● **Given text**
++++++++++
Researchers from Skoltech (part of the VEB.RF Group) have uncovered the molecular mechanisms that make one of the most persistent laboratory contaminants — bacteriophage T1 — unusually resilient and dangerous to bacterial cultures. The findings could add more to the explanation of the nature of contamination in microbiological laboratories and biotech production facilities, and also offer a protective solution: the use of a resistant bacterial strain that can be implemented in laboratory practice immediately. The work was published in the International Journal of Molecular Sciences and supported by Russian Science Foundation grants.
Bacteriophages — viruses that kill bacteria — are indispensable in biotechnology and medicine, but in laboratories they often cause considerable problems. For example, T1 family phages can survive for years on equipment, pass through filters, and destroy an entire bacterial culture overnight, disrupting an experiment or production run. They are difficult to eliminate even with harsh sterilization methods. For a long time, it remained unclear which specific genes and proteins confer such resilience.
++++++++++
● **Work request 1**
Write out everything in the passage on phage T1 from "Researchers from Skoltech" down to "Science Foundation grants.".
● **Work request 2**
In the passage on phage T1, list each thing that the sentence beginning "For example" says T1 family phages can do.
++++++++++
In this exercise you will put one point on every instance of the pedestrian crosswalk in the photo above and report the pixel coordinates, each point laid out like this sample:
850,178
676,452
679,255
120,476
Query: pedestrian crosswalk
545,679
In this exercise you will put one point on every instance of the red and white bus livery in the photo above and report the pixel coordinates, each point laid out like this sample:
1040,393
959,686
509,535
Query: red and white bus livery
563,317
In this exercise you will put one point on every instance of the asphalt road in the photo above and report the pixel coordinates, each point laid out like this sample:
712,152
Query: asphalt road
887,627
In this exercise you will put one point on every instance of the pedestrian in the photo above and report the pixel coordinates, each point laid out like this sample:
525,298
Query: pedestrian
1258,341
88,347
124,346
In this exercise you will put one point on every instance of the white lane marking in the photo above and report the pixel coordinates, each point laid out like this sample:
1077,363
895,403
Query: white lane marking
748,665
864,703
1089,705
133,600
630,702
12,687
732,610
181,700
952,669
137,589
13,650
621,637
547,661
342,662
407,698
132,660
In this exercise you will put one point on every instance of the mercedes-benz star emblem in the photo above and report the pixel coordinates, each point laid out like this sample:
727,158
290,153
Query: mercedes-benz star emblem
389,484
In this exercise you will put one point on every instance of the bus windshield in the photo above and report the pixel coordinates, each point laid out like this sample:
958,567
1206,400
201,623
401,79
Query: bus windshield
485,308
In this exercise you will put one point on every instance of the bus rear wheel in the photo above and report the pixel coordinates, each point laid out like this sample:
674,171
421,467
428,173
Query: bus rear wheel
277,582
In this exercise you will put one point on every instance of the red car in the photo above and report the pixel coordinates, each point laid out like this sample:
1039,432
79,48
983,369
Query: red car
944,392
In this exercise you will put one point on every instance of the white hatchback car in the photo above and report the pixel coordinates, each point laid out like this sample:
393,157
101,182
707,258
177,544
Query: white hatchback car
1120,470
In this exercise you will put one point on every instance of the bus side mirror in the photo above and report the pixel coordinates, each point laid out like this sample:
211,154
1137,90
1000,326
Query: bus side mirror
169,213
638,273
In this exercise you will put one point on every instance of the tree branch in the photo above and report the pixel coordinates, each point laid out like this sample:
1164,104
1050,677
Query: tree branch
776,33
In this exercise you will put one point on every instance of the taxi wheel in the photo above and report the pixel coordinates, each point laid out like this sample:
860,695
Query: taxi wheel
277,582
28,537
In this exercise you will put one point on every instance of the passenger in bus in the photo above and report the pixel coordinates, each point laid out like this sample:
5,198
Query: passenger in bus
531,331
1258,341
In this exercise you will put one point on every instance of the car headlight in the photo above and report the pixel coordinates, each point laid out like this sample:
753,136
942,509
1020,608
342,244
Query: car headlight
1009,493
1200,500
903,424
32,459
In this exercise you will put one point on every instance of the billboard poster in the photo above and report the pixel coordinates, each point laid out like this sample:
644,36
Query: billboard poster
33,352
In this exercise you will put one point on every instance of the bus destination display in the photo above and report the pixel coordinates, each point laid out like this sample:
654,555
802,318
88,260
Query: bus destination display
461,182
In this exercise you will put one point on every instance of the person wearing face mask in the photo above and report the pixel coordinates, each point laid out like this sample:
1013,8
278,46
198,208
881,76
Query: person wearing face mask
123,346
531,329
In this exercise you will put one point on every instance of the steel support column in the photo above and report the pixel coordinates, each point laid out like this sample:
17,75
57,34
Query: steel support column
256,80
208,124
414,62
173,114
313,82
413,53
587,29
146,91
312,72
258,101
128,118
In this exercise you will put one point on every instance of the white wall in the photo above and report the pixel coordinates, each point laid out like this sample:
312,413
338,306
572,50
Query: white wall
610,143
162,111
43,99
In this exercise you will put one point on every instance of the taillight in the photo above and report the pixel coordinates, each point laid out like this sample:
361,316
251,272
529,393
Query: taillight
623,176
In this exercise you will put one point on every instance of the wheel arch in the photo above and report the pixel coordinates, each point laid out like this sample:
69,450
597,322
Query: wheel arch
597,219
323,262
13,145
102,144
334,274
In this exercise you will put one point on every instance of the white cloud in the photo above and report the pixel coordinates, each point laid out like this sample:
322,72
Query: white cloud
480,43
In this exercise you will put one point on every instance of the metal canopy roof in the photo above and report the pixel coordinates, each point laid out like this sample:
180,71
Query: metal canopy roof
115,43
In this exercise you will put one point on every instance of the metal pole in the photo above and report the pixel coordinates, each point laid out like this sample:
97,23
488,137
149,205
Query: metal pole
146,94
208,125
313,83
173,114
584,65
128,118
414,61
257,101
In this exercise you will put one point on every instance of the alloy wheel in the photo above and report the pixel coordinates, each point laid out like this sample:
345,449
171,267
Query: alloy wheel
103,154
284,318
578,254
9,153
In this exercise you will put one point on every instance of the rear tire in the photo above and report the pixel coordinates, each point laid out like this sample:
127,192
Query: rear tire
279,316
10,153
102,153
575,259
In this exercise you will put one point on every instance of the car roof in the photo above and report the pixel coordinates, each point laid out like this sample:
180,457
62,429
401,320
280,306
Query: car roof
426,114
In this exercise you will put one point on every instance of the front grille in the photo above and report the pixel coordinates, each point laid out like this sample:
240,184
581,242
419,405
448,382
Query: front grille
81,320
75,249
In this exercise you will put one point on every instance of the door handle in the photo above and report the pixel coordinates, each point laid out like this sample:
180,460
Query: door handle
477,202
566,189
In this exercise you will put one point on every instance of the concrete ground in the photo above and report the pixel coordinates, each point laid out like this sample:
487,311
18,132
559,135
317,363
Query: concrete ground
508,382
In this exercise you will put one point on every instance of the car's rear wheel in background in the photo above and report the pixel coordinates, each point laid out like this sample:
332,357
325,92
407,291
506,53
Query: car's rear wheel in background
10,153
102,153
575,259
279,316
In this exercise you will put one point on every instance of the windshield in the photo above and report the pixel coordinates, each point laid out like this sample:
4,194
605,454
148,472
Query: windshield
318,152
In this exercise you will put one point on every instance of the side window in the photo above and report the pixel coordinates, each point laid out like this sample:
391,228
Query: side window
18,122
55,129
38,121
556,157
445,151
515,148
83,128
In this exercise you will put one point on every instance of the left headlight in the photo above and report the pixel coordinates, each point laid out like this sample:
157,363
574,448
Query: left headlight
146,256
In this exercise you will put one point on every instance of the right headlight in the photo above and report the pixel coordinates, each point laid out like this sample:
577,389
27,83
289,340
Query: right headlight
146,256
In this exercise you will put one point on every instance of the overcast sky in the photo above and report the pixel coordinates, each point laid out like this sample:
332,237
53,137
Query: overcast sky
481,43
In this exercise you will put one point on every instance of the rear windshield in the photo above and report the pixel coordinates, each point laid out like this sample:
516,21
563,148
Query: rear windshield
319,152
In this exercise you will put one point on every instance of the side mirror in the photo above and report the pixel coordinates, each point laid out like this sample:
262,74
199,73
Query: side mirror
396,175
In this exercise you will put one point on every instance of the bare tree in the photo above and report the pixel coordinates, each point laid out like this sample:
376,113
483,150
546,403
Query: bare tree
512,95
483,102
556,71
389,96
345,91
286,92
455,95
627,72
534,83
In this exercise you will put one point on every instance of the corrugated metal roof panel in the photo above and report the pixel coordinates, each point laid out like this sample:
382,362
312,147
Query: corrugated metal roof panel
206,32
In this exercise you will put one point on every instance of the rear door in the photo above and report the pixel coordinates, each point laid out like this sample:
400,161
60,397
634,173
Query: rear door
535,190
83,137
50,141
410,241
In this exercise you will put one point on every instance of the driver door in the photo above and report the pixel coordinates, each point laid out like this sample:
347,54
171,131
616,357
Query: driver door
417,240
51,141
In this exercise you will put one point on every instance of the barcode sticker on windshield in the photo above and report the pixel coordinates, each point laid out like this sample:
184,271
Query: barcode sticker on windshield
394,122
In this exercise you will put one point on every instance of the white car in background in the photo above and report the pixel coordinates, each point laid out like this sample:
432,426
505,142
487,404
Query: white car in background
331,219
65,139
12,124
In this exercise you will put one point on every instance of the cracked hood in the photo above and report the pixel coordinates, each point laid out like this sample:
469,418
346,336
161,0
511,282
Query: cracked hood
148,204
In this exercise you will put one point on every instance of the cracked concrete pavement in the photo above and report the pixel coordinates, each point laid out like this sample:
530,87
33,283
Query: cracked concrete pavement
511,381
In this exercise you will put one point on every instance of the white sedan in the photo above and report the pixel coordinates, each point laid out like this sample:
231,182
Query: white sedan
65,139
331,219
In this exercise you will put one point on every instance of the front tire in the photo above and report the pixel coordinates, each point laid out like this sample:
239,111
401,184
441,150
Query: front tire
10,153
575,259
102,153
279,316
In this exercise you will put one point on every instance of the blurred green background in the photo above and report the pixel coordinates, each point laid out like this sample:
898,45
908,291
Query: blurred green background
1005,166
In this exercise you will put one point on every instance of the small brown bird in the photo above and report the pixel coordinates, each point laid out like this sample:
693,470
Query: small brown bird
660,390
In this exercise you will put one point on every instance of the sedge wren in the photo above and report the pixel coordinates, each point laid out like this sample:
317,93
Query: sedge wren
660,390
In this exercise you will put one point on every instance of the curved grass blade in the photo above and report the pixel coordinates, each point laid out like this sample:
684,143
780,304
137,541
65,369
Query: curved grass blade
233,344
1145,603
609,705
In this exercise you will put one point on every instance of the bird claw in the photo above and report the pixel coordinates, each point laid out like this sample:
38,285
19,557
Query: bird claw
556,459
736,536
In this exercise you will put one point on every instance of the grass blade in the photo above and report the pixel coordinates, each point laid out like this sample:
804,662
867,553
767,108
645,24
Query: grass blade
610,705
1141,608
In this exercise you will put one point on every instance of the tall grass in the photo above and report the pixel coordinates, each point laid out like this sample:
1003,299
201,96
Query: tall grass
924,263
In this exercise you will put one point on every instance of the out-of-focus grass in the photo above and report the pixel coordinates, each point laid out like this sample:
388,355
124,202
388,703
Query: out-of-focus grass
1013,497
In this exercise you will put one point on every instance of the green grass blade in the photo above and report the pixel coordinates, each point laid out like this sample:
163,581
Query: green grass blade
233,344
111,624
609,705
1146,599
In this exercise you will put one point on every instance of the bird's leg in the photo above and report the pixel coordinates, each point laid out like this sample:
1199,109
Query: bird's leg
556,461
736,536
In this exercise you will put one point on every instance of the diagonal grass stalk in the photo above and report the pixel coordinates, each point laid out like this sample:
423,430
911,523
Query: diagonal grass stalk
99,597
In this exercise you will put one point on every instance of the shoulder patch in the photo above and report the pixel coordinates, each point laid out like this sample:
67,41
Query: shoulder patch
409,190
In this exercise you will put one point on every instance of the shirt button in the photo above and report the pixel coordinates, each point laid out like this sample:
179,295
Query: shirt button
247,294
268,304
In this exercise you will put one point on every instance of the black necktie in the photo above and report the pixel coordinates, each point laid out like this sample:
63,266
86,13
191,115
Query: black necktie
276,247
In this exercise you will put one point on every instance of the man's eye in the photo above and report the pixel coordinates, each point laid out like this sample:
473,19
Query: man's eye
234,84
++++++++++
● **Expected output 1**
Researchers from Skoltech (part of the VEB.RF Group) have uncovered the molecular mechanisms that make one of the most persistent laboratory contaminants — bacteriophage T1 — unusually resilient and dangerous to bacterial cultures. The findings could add more to the explanation of the nature of contamination in microbiological laboratories and biotech production facilities, and also offer a protective solution: the use of a resistant bacterial strain that can be implemented in laboratory practice immediately. The work was published in the International Journal of Molecular Sciences and supported by Russian Science Foundation grants.

● **Expected output 2**
- survive for years on equipment
- pass through filters
- destroy an entire bacterial culture overnight